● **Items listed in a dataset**

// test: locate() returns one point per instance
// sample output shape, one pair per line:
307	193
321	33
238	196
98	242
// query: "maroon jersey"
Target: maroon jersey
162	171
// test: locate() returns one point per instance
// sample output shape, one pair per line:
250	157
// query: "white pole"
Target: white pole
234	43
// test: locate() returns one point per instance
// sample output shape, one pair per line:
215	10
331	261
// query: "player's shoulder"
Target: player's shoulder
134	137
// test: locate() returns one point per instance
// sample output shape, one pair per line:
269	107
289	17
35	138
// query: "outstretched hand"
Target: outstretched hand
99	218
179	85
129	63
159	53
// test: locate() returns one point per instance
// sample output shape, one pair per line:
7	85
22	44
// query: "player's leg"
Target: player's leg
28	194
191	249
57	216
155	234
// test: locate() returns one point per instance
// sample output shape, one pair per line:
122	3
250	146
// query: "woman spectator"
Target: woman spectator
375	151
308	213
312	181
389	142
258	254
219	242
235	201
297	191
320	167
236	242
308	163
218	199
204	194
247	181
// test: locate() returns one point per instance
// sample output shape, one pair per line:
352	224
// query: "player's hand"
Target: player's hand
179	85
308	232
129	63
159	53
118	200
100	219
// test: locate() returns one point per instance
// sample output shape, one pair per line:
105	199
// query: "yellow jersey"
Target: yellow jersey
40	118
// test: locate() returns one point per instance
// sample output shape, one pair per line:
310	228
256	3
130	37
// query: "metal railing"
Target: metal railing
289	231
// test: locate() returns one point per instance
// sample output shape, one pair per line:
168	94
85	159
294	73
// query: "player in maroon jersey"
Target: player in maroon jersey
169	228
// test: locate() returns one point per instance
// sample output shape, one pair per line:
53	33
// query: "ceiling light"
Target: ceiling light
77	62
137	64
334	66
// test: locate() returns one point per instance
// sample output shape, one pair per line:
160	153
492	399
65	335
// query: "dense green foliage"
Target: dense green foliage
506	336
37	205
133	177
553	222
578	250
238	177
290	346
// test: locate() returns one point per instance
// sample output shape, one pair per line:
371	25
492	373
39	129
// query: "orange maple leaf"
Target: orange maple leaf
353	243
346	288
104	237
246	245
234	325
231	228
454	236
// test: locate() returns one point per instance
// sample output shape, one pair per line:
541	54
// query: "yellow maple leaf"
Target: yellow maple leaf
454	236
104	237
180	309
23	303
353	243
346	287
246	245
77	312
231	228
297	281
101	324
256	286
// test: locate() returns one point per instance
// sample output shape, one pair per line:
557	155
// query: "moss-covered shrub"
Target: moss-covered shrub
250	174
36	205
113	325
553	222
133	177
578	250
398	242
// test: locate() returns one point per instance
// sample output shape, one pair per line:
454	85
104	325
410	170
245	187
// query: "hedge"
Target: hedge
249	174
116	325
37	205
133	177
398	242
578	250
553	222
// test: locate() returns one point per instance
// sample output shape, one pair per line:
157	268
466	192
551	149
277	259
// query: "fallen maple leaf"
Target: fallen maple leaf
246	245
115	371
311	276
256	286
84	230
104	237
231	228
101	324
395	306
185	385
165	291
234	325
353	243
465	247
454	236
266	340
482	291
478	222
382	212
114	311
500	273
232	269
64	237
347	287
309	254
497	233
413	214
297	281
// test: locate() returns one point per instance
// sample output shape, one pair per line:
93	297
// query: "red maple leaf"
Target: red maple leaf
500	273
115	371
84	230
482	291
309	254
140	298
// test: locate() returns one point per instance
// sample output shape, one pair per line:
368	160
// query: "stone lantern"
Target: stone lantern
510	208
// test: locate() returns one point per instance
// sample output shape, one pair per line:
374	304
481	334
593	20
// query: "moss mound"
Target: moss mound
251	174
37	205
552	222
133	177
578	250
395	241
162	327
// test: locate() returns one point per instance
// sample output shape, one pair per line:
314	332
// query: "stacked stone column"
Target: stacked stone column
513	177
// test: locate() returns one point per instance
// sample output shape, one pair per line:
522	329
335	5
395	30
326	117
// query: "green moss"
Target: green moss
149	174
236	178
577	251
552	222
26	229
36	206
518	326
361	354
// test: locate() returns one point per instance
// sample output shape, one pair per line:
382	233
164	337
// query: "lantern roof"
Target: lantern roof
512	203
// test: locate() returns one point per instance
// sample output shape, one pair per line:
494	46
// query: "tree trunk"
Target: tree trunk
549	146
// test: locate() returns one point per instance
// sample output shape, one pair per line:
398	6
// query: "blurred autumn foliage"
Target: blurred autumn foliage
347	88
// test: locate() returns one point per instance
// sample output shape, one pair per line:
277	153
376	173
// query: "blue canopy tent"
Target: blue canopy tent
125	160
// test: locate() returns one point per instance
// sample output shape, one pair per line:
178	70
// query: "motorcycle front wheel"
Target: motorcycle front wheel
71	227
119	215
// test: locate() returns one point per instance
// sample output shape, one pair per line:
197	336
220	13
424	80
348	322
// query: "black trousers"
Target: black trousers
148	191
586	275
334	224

● **What is asked**
Filter the records above, keeping every line that contains the word "maroon". Matching is case-sensitive.

● **Response**
// query: "maroon jersey"
Target: maroon jersey
// query: "player in maroon jersey"
Target: player in maroon jersey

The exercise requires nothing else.